──────── Extract provided
The Cortex A72 has two pipelines for handling floating point and vector operations, each fed from a modestly sized 8 entry issue queue. Vector throughput is modest, since most 128-bit instructions are executed at half rate. Packed 128-bit integer additions are a notable exception, and execute at full rate on both pipelines. Unlike AMD’s Zen and Intel’s Gracemont, instructions with vector lengths longer than that of the execution units are not split into two micro-ops. A72’s vector execution scheme looks a bit like the one in Intel’s Pentium 4, where a 128-bit instruction is kept as a single micro-op, and sent to the execution unit twice.

Kryo’s vector execution engine is more ambitious, with almost double the scheduling capacity and 128-bit execution units all around. To summarize:

Test CaseCortex A72 Throughput Per ClockCortex A72 LatencyKryo Throughput Per ClockKryo Latency
Scalar FADD24 cycles1.673 cycles
128-bit Packed FADD14 cycles1.643 cycles
128-bit Packed FMUL14 cycles0.945 cycles
128-bit Packed FMA17 cycles0.985 cycles
1:1 Mixed 128-bit Packed FMA and FADDs0.971.62
128-bit Packed Integer Add23 cycles1.851 cycle
128-bit Packed Integer Multiply0.54 cycles0.964 cycles
Scalar FP multiplication and fused multiply add both execute at 2 per clock on A72

A72 is quite competitive against Kryo for scalar floating point instructions. Both of A72’s FP pipes can handle common scalar FP operations every clock, letting it match Kryo’s FADD throughput while beating it when FMULs are involved. Kryo, meanwhile, offers better execution latency.
────────────────
──────── Supplied entries
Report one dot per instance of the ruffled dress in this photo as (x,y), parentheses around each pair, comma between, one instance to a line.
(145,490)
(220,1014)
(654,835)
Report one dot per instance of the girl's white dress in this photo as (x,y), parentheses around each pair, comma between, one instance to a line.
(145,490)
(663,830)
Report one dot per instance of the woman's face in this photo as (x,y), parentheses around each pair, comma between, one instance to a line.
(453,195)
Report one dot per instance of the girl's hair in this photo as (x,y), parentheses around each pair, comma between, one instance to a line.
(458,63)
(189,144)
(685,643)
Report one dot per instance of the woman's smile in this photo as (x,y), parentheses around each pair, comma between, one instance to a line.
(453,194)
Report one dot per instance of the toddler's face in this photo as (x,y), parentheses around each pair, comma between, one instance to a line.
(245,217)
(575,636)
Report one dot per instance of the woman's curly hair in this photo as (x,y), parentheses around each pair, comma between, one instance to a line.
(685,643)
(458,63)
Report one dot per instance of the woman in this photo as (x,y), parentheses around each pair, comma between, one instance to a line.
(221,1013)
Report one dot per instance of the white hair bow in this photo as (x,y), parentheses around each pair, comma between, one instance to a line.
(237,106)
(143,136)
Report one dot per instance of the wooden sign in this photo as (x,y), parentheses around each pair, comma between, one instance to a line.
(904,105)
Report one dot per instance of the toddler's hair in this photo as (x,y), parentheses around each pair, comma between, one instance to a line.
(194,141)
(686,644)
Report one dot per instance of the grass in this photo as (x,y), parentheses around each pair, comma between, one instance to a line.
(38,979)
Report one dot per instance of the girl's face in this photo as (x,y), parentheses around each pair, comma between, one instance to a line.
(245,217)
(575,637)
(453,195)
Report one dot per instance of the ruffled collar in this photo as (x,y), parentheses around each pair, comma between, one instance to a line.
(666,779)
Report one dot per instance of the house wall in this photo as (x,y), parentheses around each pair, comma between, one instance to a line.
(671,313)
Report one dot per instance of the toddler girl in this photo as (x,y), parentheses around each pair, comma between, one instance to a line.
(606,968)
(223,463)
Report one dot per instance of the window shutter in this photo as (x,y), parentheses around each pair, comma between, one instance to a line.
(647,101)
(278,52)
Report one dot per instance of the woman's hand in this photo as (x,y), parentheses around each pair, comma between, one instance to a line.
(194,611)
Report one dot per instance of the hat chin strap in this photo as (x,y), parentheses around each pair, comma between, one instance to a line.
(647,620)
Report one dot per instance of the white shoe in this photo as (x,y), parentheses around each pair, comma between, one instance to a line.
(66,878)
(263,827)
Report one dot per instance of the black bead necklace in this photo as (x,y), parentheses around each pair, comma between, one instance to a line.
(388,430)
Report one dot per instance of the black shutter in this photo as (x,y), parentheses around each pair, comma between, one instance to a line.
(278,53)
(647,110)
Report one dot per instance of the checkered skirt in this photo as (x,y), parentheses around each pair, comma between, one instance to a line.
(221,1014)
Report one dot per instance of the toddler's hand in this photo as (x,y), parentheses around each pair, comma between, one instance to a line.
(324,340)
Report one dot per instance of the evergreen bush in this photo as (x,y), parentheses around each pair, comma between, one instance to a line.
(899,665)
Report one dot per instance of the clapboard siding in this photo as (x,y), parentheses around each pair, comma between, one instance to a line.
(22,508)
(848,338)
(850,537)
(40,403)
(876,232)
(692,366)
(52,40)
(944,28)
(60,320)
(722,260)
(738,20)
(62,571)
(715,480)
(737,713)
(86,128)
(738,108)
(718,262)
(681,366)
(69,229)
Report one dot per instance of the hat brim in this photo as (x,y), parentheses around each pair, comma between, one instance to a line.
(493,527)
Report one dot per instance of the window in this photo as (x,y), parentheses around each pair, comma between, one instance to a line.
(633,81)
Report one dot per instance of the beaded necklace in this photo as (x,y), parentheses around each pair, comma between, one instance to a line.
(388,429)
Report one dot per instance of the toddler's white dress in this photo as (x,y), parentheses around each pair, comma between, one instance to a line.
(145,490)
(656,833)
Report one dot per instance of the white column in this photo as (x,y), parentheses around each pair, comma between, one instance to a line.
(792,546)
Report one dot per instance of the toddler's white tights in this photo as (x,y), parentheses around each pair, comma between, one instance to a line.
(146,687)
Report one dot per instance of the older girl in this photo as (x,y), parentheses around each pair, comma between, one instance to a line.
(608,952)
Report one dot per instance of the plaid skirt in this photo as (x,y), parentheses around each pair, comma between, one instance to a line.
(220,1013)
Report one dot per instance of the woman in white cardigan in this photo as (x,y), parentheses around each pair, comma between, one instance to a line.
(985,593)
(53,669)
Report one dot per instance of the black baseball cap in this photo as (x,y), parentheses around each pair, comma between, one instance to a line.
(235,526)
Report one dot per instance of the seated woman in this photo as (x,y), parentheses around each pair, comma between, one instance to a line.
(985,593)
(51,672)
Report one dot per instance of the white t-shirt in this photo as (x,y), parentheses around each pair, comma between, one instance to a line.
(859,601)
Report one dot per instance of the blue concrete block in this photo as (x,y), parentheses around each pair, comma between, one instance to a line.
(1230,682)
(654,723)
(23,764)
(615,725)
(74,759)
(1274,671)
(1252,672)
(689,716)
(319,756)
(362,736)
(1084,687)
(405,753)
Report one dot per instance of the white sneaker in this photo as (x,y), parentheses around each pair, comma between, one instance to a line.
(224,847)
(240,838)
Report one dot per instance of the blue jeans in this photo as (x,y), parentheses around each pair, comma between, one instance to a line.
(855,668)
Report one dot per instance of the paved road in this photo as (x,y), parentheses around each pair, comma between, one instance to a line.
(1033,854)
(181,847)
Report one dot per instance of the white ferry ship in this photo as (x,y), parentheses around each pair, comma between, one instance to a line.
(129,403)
────────────────
_What needs to be done_: Rewrite the part of the text on Cortex A72 and Kryo vector execution from "A72 is quite" up to and including "better execution latency.", substituting "floating point pipelines" for "FP pipes".

_Solution for this task_:
A72 is quite competitive against Kryo for scalar floating point instructions. Both of A72’s floating point pipelines can handle common scalar FP operations every clock, letting it match Kryo’s FADD throughput while beating it when FMULs are involved. Kryo, meanwhile, offers better execution latency.